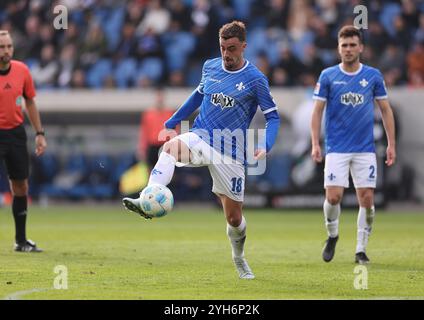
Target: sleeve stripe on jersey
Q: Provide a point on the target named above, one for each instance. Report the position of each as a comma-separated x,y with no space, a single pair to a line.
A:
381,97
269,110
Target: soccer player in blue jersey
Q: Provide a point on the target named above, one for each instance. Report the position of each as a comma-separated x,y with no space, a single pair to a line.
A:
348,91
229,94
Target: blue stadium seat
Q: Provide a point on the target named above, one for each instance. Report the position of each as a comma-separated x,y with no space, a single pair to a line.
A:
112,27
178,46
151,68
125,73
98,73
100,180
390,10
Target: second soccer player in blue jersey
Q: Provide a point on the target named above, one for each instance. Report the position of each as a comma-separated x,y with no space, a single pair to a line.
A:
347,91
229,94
---
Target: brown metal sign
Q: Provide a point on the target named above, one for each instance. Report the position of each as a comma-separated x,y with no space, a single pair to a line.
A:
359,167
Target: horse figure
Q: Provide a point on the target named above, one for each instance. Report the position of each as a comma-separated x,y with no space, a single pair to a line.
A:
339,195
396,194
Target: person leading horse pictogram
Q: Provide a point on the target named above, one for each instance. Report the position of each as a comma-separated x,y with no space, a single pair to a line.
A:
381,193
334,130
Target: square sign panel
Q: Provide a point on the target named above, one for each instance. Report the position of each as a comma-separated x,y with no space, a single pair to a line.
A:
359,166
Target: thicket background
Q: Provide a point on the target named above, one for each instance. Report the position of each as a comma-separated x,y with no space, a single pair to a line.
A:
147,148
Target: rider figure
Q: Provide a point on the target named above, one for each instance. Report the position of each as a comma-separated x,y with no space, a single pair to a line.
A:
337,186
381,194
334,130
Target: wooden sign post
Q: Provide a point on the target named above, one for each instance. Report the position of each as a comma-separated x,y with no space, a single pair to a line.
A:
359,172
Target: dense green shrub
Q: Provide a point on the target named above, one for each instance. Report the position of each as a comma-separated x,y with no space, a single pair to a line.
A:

- _What the task requires_: Check each line of the data above for the word "player" and copy the ones where it is found.

- _Response to this exercise_:
Target: soccer player in blue jersey
Target: second soccer player in blue jersey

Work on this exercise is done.